SHORT TASK 1:
According to the passage on California pesticide use summaries, since when has limited reporting of agricultural pesticide use been in force in California?
SHORT TASK 2:
In the passage on California pesticide use summaries, write out the part starting with "Research and IPM" and going on through "or its label.", renaming "UC IPM" to "University of California IPM" throughout.
SHORT TASK 3:
Write what comes next in the passage on California pesticide use reporting, picking up after its last sentence.

SOURCE PASSAGE:
Research and IPM
Research Tools: California Pesticide Use Summaries
UC IPM developed this database from data from the California Department of Pesticide Regulation. The database includes summaries of pesticides used on California crops datailed by commodity, pesticide, county, and month. The database has no information about a pesticide or its label.
Description of Variables in the CDPR Pesticide Use Database
UC IPM Unit of Measure Changes
About the Reports
The Statewide IPM Program, with data from the California Environmental Protection Agency (Cal EPA), Department of Pesticide Regulation (CDPR), has developed the Pesticide Use Summaries Database. The database includes summaries of pesticide use by site, pesticide, county, and month. Data from other years will be added as they become available. No other information about the pesticide or its label is available in this database, but the California Environmental Protection Agency, Department of Pesticide Regulation maintains a label database.
You can perform queries to the very large California Pesticide Use Summaries Database and produce summaries that will facilitate broad research and analytical uses of these data.
Limited reporting. Limited reporting of agricultural pesticide use has been in force in California since at least the 1950s. Beginning in 1969 the California Legislature required anyone who used pesticide use report with the county agricultural commissioner. In addition, pest control operators (PCOs) were required to report all pesticides used, whether restricted or nonrestricted. The county agricultural commissioner was required to report, quarterly to the Director of the California Department of Food and Agriculture (CDFA), the types and amount of restricted pesticides for which permits had been issued the previous quarter, and the crop on which the material was used. The Director was then to summarize the information and make it part of the public record.

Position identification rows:
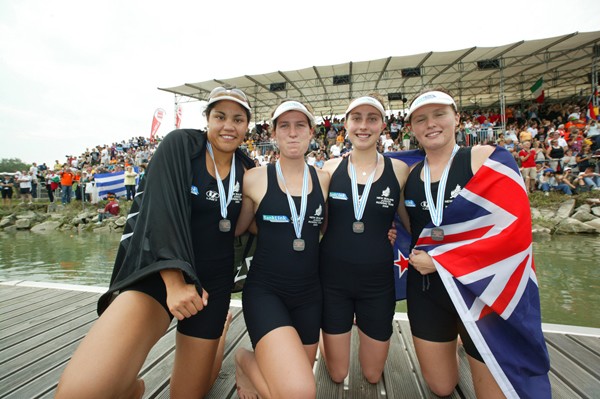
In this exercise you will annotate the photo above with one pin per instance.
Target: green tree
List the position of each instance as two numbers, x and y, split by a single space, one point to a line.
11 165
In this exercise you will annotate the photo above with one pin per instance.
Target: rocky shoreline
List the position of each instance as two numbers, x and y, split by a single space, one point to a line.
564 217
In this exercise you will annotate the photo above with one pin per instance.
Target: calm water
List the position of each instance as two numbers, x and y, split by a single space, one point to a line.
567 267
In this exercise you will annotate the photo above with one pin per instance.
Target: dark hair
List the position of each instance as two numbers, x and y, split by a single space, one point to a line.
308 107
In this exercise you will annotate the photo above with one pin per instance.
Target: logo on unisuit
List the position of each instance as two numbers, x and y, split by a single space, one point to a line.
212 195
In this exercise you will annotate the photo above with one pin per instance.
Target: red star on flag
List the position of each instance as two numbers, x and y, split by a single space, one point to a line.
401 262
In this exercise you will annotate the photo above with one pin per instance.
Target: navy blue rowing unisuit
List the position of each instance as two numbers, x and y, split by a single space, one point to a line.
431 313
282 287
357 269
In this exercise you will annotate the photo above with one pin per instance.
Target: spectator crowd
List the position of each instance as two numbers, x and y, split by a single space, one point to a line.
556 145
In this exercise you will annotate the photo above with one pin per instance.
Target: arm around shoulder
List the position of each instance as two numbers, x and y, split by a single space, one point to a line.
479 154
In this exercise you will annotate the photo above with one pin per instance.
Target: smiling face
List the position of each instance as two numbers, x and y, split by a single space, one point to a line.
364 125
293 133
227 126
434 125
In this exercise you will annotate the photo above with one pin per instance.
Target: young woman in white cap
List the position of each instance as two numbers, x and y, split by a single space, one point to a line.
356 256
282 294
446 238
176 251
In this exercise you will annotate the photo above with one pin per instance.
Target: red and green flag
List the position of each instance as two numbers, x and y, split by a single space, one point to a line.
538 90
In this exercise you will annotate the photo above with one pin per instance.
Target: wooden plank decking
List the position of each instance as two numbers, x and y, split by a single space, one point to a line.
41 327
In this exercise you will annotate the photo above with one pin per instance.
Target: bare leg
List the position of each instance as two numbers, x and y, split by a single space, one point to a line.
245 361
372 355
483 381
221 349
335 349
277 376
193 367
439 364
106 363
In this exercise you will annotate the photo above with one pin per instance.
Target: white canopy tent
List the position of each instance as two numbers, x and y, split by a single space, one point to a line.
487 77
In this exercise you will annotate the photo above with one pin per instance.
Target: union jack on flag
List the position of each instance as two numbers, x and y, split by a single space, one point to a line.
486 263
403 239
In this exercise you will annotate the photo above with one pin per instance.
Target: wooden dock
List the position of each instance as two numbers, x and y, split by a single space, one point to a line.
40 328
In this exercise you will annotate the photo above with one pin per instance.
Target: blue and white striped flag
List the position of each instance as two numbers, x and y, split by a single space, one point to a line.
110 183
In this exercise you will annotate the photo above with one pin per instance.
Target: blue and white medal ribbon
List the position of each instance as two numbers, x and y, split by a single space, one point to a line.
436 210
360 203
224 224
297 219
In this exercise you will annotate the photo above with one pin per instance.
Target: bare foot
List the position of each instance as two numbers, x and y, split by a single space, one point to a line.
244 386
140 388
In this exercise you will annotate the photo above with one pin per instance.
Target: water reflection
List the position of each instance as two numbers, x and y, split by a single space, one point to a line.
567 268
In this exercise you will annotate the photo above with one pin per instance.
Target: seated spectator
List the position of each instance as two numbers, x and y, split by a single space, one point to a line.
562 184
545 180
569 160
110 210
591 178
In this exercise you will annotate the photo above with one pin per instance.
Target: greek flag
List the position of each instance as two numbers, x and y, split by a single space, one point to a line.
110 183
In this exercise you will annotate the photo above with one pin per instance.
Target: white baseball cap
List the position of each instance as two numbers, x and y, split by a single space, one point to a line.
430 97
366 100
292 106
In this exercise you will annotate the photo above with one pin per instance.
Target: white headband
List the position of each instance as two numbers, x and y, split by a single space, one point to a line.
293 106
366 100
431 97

RIGHT ANSWER 1:
Since at least the 1950s.

RIGHT ANSWER 2:
Research and IPM
Research Tools: California Pesticide Use Summaries
University of California IPM developed this database from data from the California Department of Pesticide Regulation. The database includes summaries of pesticides used on California crops datailed by commodity, pesticide, county, and month. The database has no information about a pesticide or its label.

RIGHT ANSWER 3:
This reporting system, while providing the only detailed records available documenting pesticide usage for the state over the past 20 years, had limitations. Data on usage were incomplete since reports were not required for nonrestricted pesticides applied by farmers in certain situations, for pesticides applied to federal lands by federal operators, and for small quantities of pesticides sold for use by home owners or home gardeners.
Full use reporting. A new California law came into effect in January, 1990, requiring growers to report all pesticides used on all crops. Use reports are submitted monthly to the county agricultural commissioner, who then submits the data to CDPR. The reports must include the specific site where the pesticide was applied and detail the kind and amount of pesticides used. If the pesticide is applied to a crop, the commodity must be specified. In addition, all pesticides applied on golf courses, parks, cemeteries, rangeland, pasture, and along roadside and railroad rights-of-way are also subject to the expanded reporting requirements, as well as postharvest pesticide treatments of agricultural commodities. All pesticide treatment in poultry and fish production must be reported, as well as some livestock applications. Pesticide dealers also face expanded reporting and record keeping requirements. Structural fumigators, professional gardeners and other nonagricultural PCOs continue to report all pesticide use. Home-use pesticides are exempt from the new regulations.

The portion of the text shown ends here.